◆ TASK OBJECTIVE
According to the passage on Jia Tolentino's essays, what drives her New Yorker work to double as a kind of existential survival guide? Explain in one to three sentences.

Jia Tolentino’s collection of essays speaks like no other to the millennial condition
She has spent the past decade as our foremost expert on how to exist in the 21st century. Her work, as a staff writer for The New Yorker, often doubles as a kind of existential survival guide, regularly driven by how odd it is for a generation to have to navigate a world increasingly lived online, where toxicity, capitalist horror and self-loathing has long bled into our everyday existences.
In her best work, she uses the rise of the internet to chart our collective anxieties. During Trick Mirror, her first collection of essays, she writes about her earliest memories of the digital world, the Angelfire web page she filled with choppy HTML flourishes and Dawson’s Creek references. She then explores how it all became corrupted, the endless possibilities of the internet growing harsher and meaner, until it felt like we had become at the mercy of an online world that had shaped our real-world personalities for the worse. “Where we had once been free to be ourselves online,” she writes, “we were now chained to ourselves online.”

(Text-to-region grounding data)
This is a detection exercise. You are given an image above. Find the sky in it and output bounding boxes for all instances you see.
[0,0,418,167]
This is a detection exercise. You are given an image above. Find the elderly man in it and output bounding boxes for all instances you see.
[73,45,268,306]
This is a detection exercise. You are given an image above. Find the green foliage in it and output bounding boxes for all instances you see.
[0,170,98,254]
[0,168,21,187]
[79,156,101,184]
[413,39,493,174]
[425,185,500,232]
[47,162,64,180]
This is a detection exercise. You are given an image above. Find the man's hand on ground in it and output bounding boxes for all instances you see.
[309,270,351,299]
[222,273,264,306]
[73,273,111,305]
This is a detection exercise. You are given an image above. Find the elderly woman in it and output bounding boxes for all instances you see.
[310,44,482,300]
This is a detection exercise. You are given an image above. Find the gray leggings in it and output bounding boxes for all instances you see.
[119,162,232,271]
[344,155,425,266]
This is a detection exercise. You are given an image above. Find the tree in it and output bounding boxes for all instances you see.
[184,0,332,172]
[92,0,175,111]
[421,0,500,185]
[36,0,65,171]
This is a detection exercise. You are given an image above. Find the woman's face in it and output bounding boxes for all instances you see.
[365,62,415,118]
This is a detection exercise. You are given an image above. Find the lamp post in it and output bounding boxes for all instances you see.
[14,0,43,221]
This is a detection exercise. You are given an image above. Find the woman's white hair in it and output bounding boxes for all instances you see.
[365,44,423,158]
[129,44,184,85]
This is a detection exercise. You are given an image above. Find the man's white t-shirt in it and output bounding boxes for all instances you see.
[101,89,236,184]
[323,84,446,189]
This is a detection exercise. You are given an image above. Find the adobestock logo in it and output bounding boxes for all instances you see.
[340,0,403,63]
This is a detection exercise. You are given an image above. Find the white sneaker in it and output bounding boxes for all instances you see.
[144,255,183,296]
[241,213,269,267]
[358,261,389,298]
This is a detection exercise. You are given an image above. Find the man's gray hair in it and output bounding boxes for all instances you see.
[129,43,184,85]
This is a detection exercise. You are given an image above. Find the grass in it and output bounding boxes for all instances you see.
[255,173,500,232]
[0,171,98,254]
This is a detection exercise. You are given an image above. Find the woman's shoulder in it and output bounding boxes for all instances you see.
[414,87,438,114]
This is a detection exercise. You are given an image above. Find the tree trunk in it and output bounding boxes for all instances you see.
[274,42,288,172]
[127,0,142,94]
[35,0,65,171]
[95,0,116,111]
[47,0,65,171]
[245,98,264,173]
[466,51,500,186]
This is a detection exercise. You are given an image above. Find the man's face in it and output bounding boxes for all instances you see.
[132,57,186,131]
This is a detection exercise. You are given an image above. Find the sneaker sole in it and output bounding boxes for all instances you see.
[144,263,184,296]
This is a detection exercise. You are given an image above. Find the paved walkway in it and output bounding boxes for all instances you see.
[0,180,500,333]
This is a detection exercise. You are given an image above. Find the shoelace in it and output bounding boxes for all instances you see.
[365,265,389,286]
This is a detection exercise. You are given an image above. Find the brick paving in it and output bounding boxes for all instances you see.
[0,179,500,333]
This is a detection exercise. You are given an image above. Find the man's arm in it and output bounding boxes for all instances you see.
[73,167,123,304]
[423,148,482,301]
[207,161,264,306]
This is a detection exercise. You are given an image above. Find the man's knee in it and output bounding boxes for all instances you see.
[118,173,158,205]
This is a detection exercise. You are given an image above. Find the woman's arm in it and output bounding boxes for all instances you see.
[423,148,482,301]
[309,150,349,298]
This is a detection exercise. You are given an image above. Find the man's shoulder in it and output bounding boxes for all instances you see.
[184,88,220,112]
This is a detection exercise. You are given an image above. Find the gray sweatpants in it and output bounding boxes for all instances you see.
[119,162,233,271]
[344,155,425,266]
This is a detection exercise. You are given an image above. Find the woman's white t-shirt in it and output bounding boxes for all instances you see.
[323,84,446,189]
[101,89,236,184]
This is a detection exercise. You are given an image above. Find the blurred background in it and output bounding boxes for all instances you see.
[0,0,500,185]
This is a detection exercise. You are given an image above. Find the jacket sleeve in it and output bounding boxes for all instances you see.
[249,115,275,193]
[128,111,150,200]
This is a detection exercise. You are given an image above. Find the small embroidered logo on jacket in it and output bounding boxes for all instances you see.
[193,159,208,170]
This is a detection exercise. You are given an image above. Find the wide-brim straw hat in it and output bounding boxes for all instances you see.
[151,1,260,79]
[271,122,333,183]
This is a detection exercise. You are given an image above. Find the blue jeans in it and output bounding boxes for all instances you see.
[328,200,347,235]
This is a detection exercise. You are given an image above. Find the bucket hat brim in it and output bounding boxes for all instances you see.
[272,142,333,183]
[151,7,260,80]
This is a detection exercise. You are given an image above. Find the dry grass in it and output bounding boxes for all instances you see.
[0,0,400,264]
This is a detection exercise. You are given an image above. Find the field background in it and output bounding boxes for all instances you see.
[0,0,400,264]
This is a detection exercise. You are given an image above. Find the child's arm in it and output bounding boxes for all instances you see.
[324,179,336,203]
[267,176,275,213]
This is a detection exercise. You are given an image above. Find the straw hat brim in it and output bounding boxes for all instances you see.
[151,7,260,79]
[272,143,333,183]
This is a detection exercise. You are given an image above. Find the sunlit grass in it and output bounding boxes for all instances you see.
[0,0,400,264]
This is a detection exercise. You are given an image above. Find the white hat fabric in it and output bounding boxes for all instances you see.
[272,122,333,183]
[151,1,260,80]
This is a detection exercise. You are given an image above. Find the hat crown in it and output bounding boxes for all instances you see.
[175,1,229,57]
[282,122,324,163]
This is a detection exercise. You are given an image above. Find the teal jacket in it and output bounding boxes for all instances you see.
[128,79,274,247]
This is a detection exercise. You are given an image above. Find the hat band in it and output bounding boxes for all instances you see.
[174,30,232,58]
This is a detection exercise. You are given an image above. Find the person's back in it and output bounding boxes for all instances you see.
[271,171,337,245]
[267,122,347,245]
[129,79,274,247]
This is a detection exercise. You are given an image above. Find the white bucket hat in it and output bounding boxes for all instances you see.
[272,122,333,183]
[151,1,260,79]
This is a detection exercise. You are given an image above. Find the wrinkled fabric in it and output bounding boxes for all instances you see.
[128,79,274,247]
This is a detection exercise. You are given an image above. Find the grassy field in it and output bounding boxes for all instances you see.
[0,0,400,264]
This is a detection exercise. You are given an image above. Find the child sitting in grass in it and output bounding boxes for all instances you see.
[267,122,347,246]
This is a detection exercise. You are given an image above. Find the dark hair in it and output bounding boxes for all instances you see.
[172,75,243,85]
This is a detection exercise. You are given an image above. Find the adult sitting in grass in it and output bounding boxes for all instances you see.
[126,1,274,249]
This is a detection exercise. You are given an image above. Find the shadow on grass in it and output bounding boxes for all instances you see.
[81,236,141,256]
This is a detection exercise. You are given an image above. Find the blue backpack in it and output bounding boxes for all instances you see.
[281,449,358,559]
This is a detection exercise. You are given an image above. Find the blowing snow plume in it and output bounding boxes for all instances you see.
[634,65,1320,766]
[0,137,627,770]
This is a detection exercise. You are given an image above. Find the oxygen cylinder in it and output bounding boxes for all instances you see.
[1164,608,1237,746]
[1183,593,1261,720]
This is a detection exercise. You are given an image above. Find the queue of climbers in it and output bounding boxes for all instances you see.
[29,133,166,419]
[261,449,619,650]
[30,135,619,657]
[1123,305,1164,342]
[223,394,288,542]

◆ RESPONSE BELOW
Her work is regularly driven by how odd it is for a generation to navigate a world increasingly lived online. In that world, toxicity, capitalist horror and self-loathing have long bled into everyday existence.